# Joinery dilemma!



## Daniel501 (Dec 16, 2007)

Hi all- I'm trying to make a mitered sticking joint on the table saw for some frame and panel doors- the bevel on the vertical stile is no problem- just a straight 45 degree cut down the length of the wood - about 1/8" wide or so. The problem is that when I try to cut the rail with the 45 degree mating bevel, it's never quite exact- almost impossible for me to get the perfect fit. If I was doing the door with just a plain tenon and groove, I'd be done already- it's that damn 1/8" bevel that's the problem. I've included a pic of the joint I'm trying to make- taken at Lowe's. Any advice would be great- I really need some help here! :blink: Thanks!!!
Dan Hill
Fort Lauderdale


----------



## cabinetman (Jul 5, 2007)

*WELCOME TO THE FORUM*

On production doors, that joint isn't done on a TS, but rather on a moulding machine, shaper, or done with a router bit set like this.


----------



## Daniel501 (Dec 16, 2007)

HAha!! No wonder I've been having so much trouble! Thank you so much. Now- off to get the router! And those bits!!
Daniel Hill


----------



## Daniel501 (Dec 16, 2007)

Now for that, would I need a plunge router, or a router table?
Daniel


----------



## Spyko (Nov 3, 2007)

The cope & stick bits are best used in a router table. If you have TWO router tables you'll be happier. Setting up for both cuts lets you really nail it down before you start cutting. A guy I worked with for a while had a special table he made that had 2 routers in it. One side of the table was set up for rails, the other for stiles. It was great! Make sure to use a backing block on the end grain cuts. If you buy your stock at finished dimention make sure it's all from the same batch. Even slight diffs in thickness S-U-C-K when making doors like this. Ideally, use a thickness palner on all of your stock before you start to get it perfect.
Good Luck!


----------



## woodman42 (Aug 6, 2007)

cabinetman said:


> *WELCOME TO THE FORUM*
> 
> On production doors, that joint isn't done on a TS, but rather on a moulding machine, shaper, or done with a router bit set like this.


 
Great link cabinetman, thanks.:thumbsup:


----------



## Joe C (Nov 8, 2007)

Look into the Freud cope and stick sets. They are very easy to set up and the joints come together tight.

http://www.craftandwoodworking.com


----------



## Daniel501 (Dec 16, 2007)

Thanks Joe- I just might pick those up!!


----------

**Provided information**
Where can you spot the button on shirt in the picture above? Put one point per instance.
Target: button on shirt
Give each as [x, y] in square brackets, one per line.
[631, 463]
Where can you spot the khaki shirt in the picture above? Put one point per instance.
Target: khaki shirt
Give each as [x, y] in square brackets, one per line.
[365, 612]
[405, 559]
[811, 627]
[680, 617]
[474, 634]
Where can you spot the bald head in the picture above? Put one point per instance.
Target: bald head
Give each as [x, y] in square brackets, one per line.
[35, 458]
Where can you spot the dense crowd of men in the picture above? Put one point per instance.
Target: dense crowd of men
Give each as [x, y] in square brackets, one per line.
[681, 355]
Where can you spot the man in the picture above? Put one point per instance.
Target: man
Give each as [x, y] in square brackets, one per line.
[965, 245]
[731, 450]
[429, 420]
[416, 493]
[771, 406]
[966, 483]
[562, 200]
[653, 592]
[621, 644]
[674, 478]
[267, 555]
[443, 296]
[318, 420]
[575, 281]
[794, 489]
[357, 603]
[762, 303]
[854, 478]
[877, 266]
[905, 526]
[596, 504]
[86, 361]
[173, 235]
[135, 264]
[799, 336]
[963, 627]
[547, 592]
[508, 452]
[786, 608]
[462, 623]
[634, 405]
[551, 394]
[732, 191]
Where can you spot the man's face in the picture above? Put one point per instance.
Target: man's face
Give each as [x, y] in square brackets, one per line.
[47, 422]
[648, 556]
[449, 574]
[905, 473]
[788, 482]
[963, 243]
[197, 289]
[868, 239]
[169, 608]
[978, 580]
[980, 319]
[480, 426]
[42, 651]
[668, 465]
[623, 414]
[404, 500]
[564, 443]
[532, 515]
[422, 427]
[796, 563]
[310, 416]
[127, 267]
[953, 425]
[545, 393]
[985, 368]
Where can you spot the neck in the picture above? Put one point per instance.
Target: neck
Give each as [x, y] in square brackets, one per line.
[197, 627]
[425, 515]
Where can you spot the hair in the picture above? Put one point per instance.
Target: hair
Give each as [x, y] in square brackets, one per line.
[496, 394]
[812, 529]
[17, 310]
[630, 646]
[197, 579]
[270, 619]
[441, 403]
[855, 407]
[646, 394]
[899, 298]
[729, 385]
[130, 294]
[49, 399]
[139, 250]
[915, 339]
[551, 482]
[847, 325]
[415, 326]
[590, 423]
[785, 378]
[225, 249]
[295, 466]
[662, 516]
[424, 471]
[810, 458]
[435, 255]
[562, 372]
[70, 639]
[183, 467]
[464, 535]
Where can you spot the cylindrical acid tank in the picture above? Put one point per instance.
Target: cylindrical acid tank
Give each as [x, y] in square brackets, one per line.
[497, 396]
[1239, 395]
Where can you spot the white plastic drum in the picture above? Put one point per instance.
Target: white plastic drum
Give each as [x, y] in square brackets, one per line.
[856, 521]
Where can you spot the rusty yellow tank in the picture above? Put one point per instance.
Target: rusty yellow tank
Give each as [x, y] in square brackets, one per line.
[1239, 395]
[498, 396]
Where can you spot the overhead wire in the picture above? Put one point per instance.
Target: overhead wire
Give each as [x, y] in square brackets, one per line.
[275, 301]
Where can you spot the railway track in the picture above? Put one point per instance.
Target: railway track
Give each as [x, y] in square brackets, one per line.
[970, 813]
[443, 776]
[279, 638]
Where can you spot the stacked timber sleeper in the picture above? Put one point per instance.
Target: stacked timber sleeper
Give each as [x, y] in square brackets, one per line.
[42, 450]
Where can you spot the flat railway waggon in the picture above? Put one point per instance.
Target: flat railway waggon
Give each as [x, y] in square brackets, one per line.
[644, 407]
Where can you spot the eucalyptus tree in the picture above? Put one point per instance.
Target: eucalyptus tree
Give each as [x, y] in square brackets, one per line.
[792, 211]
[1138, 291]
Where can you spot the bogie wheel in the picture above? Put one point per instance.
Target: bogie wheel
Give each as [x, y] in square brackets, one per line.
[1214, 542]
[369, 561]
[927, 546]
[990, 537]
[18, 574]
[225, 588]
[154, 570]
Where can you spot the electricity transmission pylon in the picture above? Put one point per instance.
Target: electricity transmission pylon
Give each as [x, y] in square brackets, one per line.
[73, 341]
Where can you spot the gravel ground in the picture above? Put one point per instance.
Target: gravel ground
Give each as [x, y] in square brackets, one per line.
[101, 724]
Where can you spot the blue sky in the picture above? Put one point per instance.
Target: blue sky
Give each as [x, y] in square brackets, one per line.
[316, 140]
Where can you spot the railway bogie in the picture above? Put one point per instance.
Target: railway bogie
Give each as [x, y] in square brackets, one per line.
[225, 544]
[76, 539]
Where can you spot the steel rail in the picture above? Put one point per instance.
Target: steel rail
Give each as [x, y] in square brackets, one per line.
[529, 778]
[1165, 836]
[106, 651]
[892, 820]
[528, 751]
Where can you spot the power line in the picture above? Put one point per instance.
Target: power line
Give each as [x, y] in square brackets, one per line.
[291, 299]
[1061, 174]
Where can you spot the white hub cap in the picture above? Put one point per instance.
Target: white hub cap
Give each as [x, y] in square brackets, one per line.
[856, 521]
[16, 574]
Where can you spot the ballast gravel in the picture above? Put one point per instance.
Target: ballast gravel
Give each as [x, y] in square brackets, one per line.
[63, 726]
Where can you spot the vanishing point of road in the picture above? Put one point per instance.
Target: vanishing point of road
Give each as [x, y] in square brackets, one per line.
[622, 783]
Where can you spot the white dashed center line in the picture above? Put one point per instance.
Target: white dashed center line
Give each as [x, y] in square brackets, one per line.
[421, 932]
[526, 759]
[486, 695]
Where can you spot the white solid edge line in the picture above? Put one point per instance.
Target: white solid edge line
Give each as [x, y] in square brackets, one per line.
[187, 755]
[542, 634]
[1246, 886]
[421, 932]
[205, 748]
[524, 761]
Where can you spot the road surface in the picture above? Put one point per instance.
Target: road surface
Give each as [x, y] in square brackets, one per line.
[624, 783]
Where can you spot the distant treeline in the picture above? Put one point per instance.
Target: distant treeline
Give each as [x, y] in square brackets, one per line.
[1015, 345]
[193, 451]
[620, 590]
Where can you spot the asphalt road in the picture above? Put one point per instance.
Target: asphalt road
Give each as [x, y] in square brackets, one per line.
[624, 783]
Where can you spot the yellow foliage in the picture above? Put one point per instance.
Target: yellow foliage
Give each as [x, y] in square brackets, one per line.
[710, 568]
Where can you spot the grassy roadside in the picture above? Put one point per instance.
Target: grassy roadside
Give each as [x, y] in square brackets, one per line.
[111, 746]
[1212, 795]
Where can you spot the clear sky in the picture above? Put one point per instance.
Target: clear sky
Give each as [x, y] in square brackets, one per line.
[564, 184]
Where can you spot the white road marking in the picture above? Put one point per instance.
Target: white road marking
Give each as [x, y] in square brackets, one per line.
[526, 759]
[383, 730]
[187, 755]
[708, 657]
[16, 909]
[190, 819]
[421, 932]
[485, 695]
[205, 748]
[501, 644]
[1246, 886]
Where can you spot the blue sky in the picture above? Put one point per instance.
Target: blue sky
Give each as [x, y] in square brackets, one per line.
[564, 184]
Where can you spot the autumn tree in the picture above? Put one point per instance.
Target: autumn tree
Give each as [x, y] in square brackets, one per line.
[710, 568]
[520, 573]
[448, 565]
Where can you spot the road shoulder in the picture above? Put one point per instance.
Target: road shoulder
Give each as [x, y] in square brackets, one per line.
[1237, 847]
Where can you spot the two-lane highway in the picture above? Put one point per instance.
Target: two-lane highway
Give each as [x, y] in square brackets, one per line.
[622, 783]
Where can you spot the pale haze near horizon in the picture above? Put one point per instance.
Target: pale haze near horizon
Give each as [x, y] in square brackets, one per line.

**Exercises**
1. In the forum thread, where does Spyko say cope and stick bits are best used?
2. Show every line of the records that contains the string "ballast". Case counts.

**Response list**
1. In a router table.

2.
Where can you spot the ballast gravel in the picture above? Put one point per instance.
Target: ballast gravel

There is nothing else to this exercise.